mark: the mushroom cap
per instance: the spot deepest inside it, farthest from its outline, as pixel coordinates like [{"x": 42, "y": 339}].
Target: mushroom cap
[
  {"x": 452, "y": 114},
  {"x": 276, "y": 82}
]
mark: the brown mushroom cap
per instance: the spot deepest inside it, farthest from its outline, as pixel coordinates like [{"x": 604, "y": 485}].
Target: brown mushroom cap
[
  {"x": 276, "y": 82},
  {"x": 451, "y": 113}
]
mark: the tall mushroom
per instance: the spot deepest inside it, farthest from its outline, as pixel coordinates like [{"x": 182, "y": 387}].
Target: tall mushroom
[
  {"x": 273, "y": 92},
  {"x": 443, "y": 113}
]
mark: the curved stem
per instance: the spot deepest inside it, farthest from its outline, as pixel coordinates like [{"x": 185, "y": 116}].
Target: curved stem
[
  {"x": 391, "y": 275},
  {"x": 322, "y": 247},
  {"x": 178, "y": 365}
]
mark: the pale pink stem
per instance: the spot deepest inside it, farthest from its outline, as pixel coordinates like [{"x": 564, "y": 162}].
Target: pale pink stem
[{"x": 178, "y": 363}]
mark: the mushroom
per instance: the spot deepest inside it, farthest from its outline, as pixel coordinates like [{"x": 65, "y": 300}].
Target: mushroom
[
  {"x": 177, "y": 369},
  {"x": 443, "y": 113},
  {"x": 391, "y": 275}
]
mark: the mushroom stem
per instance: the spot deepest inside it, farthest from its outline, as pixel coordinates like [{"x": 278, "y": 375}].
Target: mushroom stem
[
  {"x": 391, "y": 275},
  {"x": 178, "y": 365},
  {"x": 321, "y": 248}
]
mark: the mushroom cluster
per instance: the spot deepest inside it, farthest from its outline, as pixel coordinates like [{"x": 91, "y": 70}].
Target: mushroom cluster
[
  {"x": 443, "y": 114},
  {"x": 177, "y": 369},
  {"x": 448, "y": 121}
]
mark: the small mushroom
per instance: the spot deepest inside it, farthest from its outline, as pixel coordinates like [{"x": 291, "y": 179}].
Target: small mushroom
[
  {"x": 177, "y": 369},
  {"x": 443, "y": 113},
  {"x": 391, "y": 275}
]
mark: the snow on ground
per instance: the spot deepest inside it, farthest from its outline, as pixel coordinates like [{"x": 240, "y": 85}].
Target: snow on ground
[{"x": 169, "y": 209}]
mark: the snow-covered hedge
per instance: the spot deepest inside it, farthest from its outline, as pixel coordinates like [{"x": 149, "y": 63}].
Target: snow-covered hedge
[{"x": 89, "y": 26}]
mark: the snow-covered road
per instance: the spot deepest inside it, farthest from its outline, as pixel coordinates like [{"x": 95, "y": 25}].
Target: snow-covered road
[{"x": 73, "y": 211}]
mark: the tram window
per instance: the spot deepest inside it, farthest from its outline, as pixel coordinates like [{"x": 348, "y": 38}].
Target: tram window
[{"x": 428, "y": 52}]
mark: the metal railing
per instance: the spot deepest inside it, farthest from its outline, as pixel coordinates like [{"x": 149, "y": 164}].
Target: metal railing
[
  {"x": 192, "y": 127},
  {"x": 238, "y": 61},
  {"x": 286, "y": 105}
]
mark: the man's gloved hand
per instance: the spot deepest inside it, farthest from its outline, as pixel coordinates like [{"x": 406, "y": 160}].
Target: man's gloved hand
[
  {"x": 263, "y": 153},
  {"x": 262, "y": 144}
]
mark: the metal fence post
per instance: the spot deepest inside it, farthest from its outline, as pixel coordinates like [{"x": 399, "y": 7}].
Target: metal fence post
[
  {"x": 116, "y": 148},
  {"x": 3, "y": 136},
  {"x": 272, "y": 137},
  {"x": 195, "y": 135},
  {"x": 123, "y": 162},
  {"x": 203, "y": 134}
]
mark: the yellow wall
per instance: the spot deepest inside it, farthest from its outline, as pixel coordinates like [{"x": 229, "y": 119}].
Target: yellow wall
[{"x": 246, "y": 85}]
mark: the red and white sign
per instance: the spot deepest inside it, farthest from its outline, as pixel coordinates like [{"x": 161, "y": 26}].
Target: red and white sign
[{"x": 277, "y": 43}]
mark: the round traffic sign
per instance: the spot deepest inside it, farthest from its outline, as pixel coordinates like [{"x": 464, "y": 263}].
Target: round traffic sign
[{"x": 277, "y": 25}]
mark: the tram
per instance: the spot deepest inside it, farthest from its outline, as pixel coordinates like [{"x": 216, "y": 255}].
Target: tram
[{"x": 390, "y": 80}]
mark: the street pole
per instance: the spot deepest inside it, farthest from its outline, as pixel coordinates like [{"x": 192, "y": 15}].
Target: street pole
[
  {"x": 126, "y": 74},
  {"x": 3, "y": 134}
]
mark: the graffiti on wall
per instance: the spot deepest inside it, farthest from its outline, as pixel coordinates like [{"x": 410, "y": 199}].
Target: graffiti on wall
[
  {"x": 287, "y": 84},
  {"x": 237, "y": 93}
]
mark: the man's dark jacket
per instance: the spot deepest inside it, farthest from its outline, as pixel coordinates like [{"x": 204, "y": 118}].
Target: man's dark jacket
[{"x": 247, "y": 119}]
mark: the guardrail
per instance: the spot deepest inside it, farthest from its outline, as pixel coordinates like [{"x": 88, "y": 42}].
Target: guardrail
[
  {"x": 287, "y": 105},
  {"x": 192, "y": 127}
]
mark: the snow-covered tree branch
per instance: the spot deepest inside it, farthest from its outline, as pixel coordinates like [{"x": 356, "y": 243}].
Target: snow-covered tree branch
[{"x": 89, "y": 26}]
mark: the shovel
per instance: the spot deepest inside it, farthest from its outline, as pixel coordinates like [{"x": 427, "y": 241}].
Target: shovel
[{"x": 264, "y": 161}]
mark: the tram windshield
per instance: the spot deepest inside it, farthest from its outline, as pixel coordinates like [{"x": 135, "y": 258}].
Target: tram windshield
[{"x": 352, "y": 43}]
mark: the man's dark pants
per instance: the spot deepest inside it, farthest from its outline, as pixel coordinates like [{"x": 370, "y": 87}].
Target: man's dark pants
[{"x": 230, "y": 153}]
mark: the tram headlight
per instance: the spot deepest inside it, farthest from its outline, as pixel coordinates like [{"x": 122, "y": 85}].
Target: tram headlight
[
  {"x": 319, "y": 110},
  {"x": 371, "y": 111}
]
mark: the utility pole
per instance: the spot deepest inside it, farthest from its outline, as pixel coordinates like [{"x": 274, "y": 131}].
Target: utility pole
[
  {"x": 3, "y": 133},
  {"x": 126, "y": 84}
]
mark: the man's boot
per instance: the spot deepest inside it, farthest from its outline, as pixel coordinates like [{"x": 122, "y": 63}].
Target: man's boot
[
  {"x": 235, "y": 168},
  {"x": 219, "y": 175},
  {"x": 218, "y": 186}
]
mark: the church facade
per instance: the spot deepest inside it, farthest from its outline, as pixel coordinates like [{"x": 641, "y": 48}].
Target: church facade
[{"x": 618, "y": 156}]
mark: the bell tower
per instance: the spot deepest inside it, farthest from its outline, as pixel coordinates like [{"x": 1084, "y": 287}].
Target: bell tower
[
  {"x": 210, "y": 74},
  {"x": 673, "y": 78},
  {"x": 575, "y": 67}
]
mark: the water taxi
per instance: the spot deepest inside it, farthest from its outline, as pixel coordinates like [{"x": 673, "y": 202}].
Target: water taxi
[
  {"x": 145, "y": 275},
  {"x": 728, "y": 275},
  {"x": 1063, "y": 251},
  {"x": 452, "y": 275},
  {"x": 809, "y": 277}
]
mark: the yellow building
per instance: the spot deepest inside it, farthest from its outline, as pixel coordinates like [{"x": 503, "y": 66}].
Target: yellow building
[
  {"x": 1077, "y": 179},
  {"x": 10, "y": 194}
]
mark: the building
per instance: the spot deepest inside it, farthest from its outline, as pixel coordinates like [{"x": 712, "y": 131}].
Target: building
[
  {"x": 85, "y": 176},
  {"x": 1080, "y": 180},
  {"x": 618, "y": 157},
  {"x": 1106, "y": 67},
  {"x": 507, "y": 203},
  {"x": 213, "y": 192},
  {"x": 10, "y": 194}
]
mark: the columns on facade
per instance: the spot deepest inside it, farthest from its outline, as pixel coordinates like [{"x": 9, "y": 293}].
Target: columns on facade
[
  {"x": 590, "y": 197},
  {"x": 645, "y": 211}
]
-.-.-
Can you rewrite in full the part that opens with the line containing "mark: the yellow building" and closes with the last of the lines, shifting every x and y coordinate in the answers up by 113 and leaving all else unchanged?

mark: the yellow building
per instance: the spot deepest inside it, farthest from its outline, as pixel coordinates like [{"x": 503, "y": 66}].
Target: yellow building
[
  {"x": 1190, "y": 292},
  {"x": 123, "y": 307}
]
mark: the building
per instance: the spot deepest inside it, farthest from its outline, as pixel coordinates like [{"x": 712, "y": 131}].
Target: building
[
  {"x": 198, "y": 289},
  {"x": 1193, "y": 293},
  {"x": 731, "y": 270},
  {"x": 1219, "y": 180},
  {"x": 620, "y": 316},
  {"x": 326, "y": 305},
  {"x": 123, "y": 307}
]
mark: the columns on facade
per instance: the spot deepest inside it, farthest from its outline, as pixel coordinates like [{"x": 9, "y": 293}].
Target: columns on facade
[
  {"x": 703, "y": 310},
  {"x": 758, "y": 324}
]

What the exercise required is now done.